◆ **Exercise directions**
In the review excerpt about DeForest's reading of the Argonautica, whose work does DeForest invoke to justify her narrator's oversimplification of Homeric and Callimachean poetics?

While metapoetics is certainly a legitimate approach to Alexandrian (or indeed, Roman) poetry, and while the distinction between author and narrator is an essential one, there are times at which DeForest’s Argonautica seems to have been written by Pirandello rather than Apollonius. A more serious drawback is that her imprecise blurring of terms (such as ‘heroic’ ‘epic’ and ‘Homeric’) and her peculiar understanding of Callimachean poetics seems to me to undermine her whole project. The latter aspect is quite important, and here DeForest seems aware of her difficulties and tries hard to muddy the waters. On the one hand, her narrator is a Callimachean; on the other, he misrepresents both Homeric and Callimachean poetics through malicious oversimplification (and to justify this DeForest invokes, briefly and superficially, Harold Bloom’s Anxiety of Influence). This allows her to eat her cake and have it too: she knows perfectly well that Callimachus was not a love poet in any significant sense, but the turn to erotic poetry can be seen by her parodic-Callimachean narrator as true Callimacheanism; she can state (in whose voice I am unsure) that “the refusal to write an epic poem … is the central, unifying theme of Callimachus’ poetry” (2), but she is well aware that there is a great deal more to Callimachus than that. Although she can say that the significant presence of aetiological tales throughout the Argonautica is a sign of the narrator’s Callimacheanism, she nowhere recognizes that the very incongruities—of “heroic” characters in unheroic moments, of peculiar motivations, of the mixture of the fantastic and the quotidian or the humble and the grand—that are endemic to all high Alexandrian poetry are an essential context for the conflict she sees in the Argonautica between narrator and characters. There is indeed such a conflict, and DeForest does well to bring it out; but it is not a metapoetic allegory of the struggle between Homeric and Callimachean poetics, it is Alexandrianism pure and simple. Jackson, whose approach to the Argonautica is far less sophisticated, has managed in this (perhaps through sheer naivete) to offer a far more sensible reading.

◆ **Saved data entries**
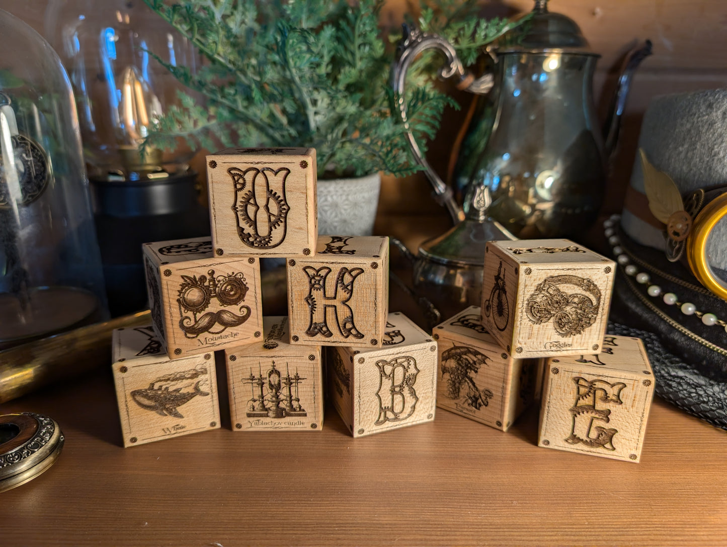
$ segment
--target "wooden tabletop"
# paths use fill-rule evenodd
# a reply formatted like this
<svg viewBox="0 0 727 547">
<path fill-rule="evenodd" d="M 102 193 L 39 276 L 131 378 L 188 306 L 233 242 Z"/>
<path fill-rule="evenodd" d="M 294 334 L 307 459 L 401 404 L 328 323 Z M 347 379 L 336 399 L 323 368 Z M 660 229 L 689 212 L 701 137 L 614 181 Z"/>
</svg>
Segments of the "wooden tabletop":
<svg viewBox="0 0 727 547">
<path fill-rule="evenodd" d="M 221 429 L 124 449 L 110 368 L 3 405 L 55 419 L 56 465 L 0 494 L 0 545 L 727 544 L 727 435 L 659 400 L 640 463 L 442 410 L 353 439 Z M 223 409 L 223 414 L 226 409 Z"/>
</svg>

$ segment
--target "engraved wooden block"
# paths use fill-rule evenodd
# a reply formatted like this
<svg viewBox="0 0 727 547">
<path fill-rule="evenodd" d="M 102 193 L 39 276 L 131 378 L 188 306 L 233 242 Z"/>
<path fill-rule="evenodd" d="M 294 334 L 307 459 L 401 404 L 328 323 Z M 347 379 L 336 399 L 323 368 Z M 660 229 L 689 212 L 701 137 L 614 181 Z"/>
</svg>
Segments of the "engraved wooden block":
<svg viewBox="0 0 727 547">
<path fill-rule="evenodd" d="M 566 239 L 489 241 L 483 323 L 519 357 L 600 351 L 615 264 Z"/>
<path fill-rule="evenodd" d="M 638 338 L 606 336 L 597 354 L 551 358 L 538 446 L 638 462 L 654 379 Z"/>
<path fill-rule="evenodd" d="M 228 148 L 207 156 L 215 251 L 309 255 L 318 237 L 314 148 Z"/>
<path fill-rule="evenodd" d="M 328 396 L 353 437 L 434 419 L 437 345 L 398 312 L 376 349 L 326 348 Z"/>
<path fill-rule="evenodd" d="M 259 259 L 217 255 L 211 243 L 197 238 L 142 246 L 154 330 L 170 359 L 262 335 Z"/>
<path fill-rule="evenodd" d="M 321 347 L 292 346 L 286 317 L 262 321 L 260 341 L 225 350 L 233 431 L 321 431 Z"/>
<path fill-rule="evenodd" d="M 502 351 L 470 306 L 434 328 L 437 341 L 437 406 L 507 431 L 533 400 L 538 360 Z"/>
<path fill-rule="evenodd" d="M 292 344 L 381 346 L 389 301 L 389 238 L 318 236 L 315 256 L 288 260 Z"/>
<path fill-rule="evenodd" d="M 172 361 L 150 325 L 115 330 L 112 357 L 124 447 L 220 427 L 214 352 Z"/>
</svg>

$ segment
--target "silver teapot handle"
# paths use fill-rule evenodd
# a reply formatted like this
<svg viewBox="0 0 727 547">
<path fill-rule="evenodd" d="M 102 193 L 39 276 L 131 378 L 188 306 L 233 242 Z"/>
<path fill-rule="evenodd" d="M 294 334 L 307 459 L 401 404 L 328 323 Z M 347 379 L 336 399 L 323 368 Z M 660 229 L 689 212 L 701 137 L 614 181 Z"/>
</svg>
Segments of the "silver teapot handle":
<svg viewBox="0 0 727 547">
<path fill-rule="evenodd" d="M 437 34 L 429 34 L 418 28 L 410 28 L 403 25 L 403 36 L 399 42 L 396 50 L 396 58 L 391 68 L 391 85 L 393 87 L 395 96 L 397 97 L 397 106 L 399 115 L 406 128 L 406 138 L 409 147 L 414 154 L 417 163 L 422 166 L 425 174 L 429 179 L 434 188 L 435 199 L 447 208 L 449 214 L 455 223 L 465 219 L 465 213 L 454 199 L 451 188 L 447 186 L 444 181 L 438 175 L 429 165 L 424 157 L 417 141 L 411 133 L 409 118 L 406 117 L 406 100 L 405 99 L 406 71 L 414 60 L 426 49 L 438 49 L 444 54 L 445 63 L 439 70 L 439 76 L 443 79 L 456 78 L 457 88 L 468 91 L 470 93 L 484 94 L 488 93 L 494 85 L 494 78 L 491 73 L 486 73 L 480 78 L 475 76 L 468 70 L 465 70 L 462 61 L 457 57 L 457 52 L 452 45 Z"/>
</svg>

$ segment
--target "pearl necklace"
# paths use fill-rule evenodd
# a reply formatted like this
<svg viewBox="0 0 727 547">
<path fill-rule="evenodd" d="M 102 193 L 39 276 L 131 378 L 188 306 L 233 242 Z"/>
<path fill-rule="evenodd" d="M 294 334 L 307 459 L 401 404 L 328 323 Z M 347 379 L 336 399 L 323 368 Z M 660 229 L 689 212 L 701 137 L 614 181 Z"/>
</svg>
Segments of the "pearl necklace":
<svg viewBox="0 0 727 547">
<path fill-rule="evenodd" d="M 646 285 L 651 282 L 651 276 L 646 272 L 639 272 L 638 267 L 637 267 L 636 265 L 631 264 L 632 259 L 626 254 L 624 249 L 619 246 L 621 240 L 619 239 L 619 236 L 616 235 L 616 229 L 614 227 L 620 218 L 620 215 L 612 214 L 609 219 L 603 221 L 603 227 L 606 229 L 606 237 L 608 240 L 608 243 L 611 246 L 611 250 L 614 254 L 616 255 L 616 262 L 617 262 L 624 268 L 624 271 L 626 272 L 626 275 L 634 277 L 636 279 L 637 283 L 642 285 Z M 640 261 L 635 260 L 634 262 Z M 678 280 L 675 277 L 672 277 L 672 276 L 666 277 L 670 277 L 671 280 L 675 283 L 688 286 L 690 288 L 695 289 L 700 293 L 704 293 L 709 295 L 712 294 L 712 293 L 707 291 L 706 289 L 704 289 L 702 287 L 695 287 L 692 285 L 691 283 L 688 283 L 685 281 L 682 281 L 681 280 Z M 662 288 L 658 285 L 648 285 L 646 288 L 646 293 L 653 298 L 659 298 L 659 296 L 662 296 L 662 300 L 664 304 L 668 306 L 678 306 L 681 312 L 685 315 L 696 315 L 702 320 L 702 322 L 704 325 L 707 326 L 718 325 L 720 327 L 724 328 L 725 332 L 727 332 L 727 323 L 720 319 L 718 319 L 717 316 L 713 313 L 704 313 L 704 312 L 699 311 L 696 309 L 696 306 L 691 302 L 680 301 L 679 297 L 674 293 L 665 293 L 662 295 Z"/>
</svg>

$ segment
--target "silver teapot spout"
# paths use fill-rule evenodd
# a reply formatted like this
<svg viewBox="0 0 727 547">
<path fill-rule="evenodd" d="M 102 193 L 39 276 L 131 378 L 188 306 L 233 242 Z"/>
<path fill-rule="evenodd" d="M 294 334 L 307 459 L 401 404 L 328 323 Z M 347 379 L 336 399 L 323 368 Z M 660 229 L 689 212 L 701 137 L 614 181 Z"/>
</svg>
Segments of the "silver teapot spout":
<svg viewBox="0 0 727 547">
<path fill-rule="evenodd" d="M 616 145 L 619 142 L 619 132 L 621 130 L 621 119 L 626 107 L 626 100 L 631 91 L 631 82 L 634 73 L 641 61 L 651 55 L 651 41 L 646 40 L 635 46 L 627 54 L 622 65 L 619 83 L 616 93 L 611 100 L 608 108 L 608 116 L 603 126 L 603 142 L 606 157 L 610 158 L 616 150 Z"/>
</svg>

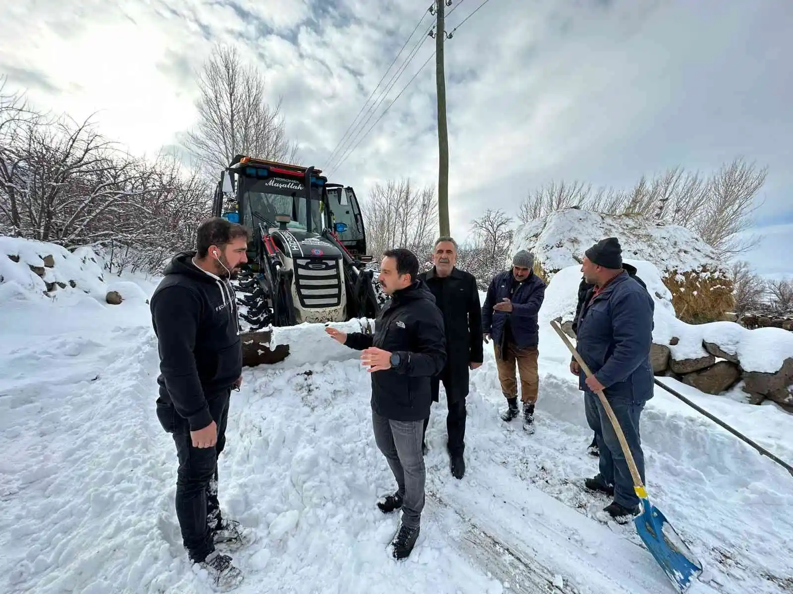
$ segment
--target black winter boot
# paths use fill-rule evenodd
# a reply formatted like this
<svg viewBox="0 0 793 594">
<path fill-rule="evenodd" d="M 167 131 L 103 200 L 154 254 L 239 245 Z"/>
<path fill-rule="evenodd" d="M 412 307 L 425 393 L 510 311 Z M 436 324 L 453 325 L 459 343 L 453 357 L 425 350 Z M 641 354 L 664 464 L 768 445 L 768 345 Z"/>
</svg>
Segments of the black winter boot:
<svg viewBox="0 0 793 594">
<path fill-rule="evenodd" d="M 393 540 L 391 541 L 391 551 L 395 559 L 404 559 L 410 554 L 411 551 L 413 550 L 414 545 L 416 545 L 416 539 L 419 538 L 420 530 L 418 526 L 415 528 L 408 528 L 401 522 L 400 523 L 399 530 L 396 531 Z"/>
<path fill-rule="evenodd" d="M 508 422 L 520 414 L 520 412 L 518 410 L 518 397 L 509 398 L 508 396 L 507 404 L 507 409 L 501 413 L 501 421 Z"/>
<path fill-rule="evenodd" d="M 626 524 L 634 516 L 638 516 L 641 510 L 639 509 L 638 505 L 631 509 L 630 508 L 621 505 L 616 501 L 612 501 L 610 505 L 607 505 L 603 508 L 603 511 L 614 518 L 617 524 Z"/>
<path fill-rule="evenodd" d="M 377 500 L 377 507 L 383 513 L 390 513 L 402 507 L 402 496 L 398 493 L 385 495 Z"/>
<path fill-rule="evenodd" d="M 462 454 L 450 454 L 449 467 L 454 478 L 458 480 L 462 478 L 465 474 L 465 461 L 462 459 Z"/>
<path fill-rule="evenodd" d="M 590 491 L 604 493 L 607 495 L 611 495 L 611 497 L 614 497 L 614 485 L 604 484 L 603 482 L 600 480 L 600 474 L 592 478 L 585 479 L 584 481 L 584 486 L 585 486 Z"/>
<path fill-rule="evenodd" d="M 529 432 L 534 432 L 534 406 L 528 402 L 523 403 L 523 429 Z"/>
</svg>

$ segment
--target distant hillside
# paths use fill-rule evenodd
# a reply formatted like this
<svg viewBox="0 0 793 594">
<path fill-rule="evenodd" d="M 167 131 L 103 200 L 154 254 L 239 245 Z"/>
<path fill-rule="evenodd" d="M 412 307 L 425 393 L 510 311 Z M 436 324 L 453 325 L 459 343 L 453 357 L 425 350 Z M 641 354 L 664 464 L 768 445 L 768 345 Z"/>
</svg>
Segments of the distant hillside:
<svg viewBox="0 0 793 594">
<path fill-rule="evenodd" d="M 538 272 L 550 280 L 580 264 L 584 252 L 606 237 L 619 239 L 623 258 L 646 260 L 658 268 L 680 319 L 712 322 L 732 309 L 732 283 L 715 251 L 679 225 L 566 208 L 519 227 L 510 253 L 534 253 Z"/>
</svg>

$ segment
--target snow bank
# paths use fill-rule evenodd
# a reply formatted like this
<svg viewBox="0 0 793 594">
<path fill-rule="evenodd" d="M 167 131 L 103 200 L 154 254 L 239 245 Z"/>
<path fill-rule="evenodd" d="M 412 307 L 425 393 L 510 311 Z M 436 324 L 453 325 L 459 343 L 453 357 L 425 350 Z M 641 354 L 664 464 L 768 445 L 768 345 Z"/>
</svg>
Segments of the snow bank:
<svg viewBox="0 0 793 594">
<path fill-rule="evenodd" d="M 674 360 L 708 356 L 703 342 L 718 345 L 725 353 L 736 356 L 745 371 L 776 373 L 786 359 L 793 357 L 793 333 L 780 328 L 749 330 L 734 322 L 688 324 L 678 319 L 672 305 L 672 293 L 661 280 L 658 268 L 647 261 L 625 261 L 636 267 L 637 274 L 655 302 L 653 342 L 668 347 Z M 580 280 L 580 265 L 577 264 L 554 275 L 540 308 L 541 326 L 558 318 L 562 322 L 573 320 Z M 672 344 L 676 338 L 676 344 Z"/>
<path fill-rule="evenodd" d="M 665 274 L 718 268 L 713 248 L 685 227 L 578 208 L 556 211 L 519 227 L 510 254 L 527 249 L 553 275 L 577 264 L 576 257 L 606 237 L 619 238 L 623 258 L 646 260 Z"/>
<path fill-rule="evenodd" d="M 58 302 L 78 305 L 86 298 L 107 306 L 116 291 L 122 304 L 145 303 L 136 282 L 105 280 L 105 261 L 90 247 L 73 252 L 53 243 L 0 236 L 0 303 Z"/>
<path fill-rule="evenodd" d="M 270 348 L 278 345 L 289 345 L 289 355 L 286 359 L 271 367 L 298 367 L 303 365 L 317 365 L 330 361 L 347 361 L 359 359 L 361 352 L 340 345 L 325 333 L 325 326 L 331 326 L 345 333 L 374 332 L 374 320 L 366 318 L 350 322 L 328 324 L 309 324 L 273 329 Z"/>
<path fill-rule="evenodd" d="M 636 267 L 637 274 L 647 285 L 647 290 L 653 295 L 653 299 L 655 301 L 657 339 L 663 341 L 668 333 L 669 320 L 676 320 L 675 310 L 672 307 L 672 293 L 661 280 L 658 268 L 651 262 L 629 259 L 625 259 L 623 261 Z M 546 287 L 545 299 L 540 308 L 541 325 L 547 325 L 551 320 L 558 318 L 561 318 L 562 322 L 573 320 L 578 303 L 578 285 L 581 282 L 582 276 L 580 264 L 563 268 L 553 276 Z M 655 337 L 653 334 L 653 338 Z M 668 341 L 666 340 L 659 344 L 666 344 Z"/>
</svg>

◆ **Written response**
She invokes Harold Bloom's Anxiety of Influence.